Image annotation data:

>>>>

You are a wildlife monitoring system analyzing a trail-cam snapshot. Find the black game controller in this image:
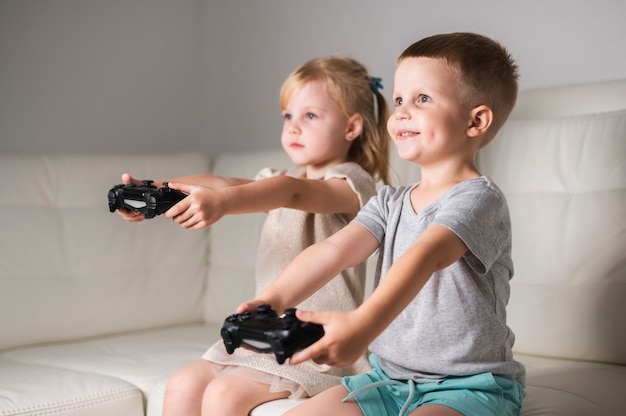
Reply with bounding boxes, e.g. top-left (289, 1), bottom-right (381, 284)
top-left (107, 180), bottom-right (187, 218)
top-left (221, 305), bottom-right (324, 364)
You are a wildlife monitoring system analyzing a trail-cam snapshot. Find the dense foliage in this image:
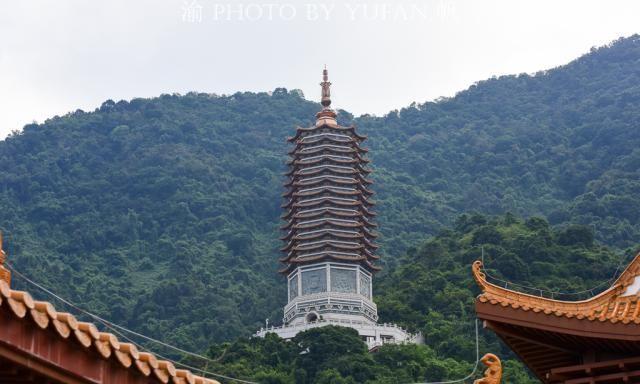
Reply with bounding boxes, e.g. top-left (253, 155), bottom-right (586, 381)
top-left (204, 214), bottom-right (631, 384)
top-left (0, 36), bottom-right (640, 375)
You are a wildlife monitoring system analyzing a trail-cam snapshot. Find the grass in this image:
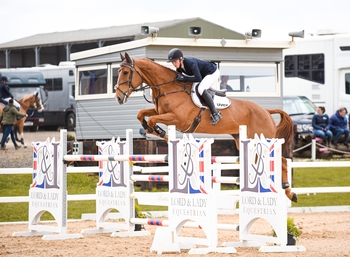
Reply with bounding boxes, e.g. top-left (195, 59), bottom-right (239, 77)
top-left (0, 167), bottom-right (350, 222)
top-left (292, 167), bottom-right (350, 207)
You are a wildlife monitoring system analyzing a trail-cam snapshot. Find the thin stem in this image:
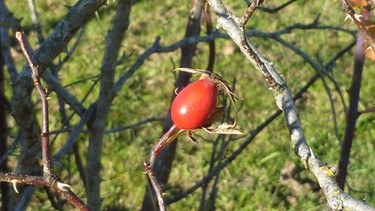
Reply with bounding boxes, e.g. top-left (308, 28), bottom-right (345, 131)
top-left (16, 31), bottom-right (52, 177)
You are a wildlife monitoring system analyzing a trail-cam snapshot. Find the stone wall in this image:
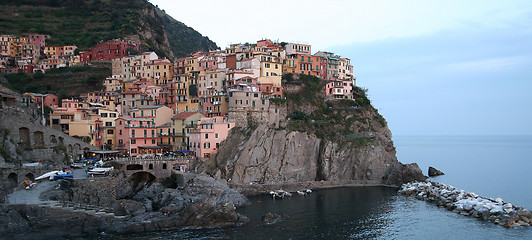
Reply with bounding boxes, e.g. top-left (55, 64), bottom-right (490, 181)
top-left (228, 102), bottom-right (287, 128)
top-left (0, 102), bottom-right (97, 160)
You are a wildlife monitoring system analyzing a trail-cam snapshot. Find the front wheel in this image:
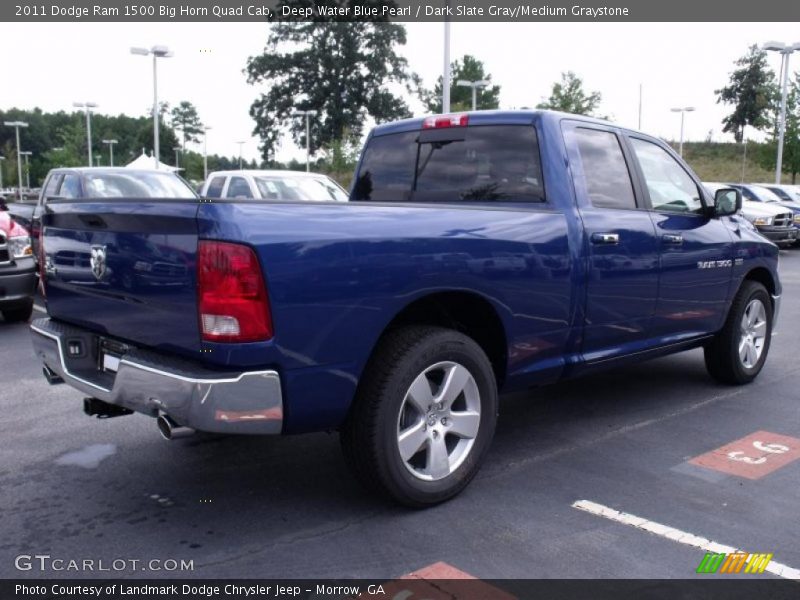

<<<<

» Problem details
Please write out the items again word for word, from their first line through the line that contains "top-left (221, 305), bottom-right (324, 364)", and omit the pictures.

» Full response
You are a wildlife monitoring system analyzing a trail-cam snapshot. Find the black game controller in this image:
Reply with bounding boxes, e.g. top-left (289, 1), bottom-right (381, 284)
top-left (107, 180), bottom-right (187, 218)
top-left (221, 305), bottom-right (324, 364)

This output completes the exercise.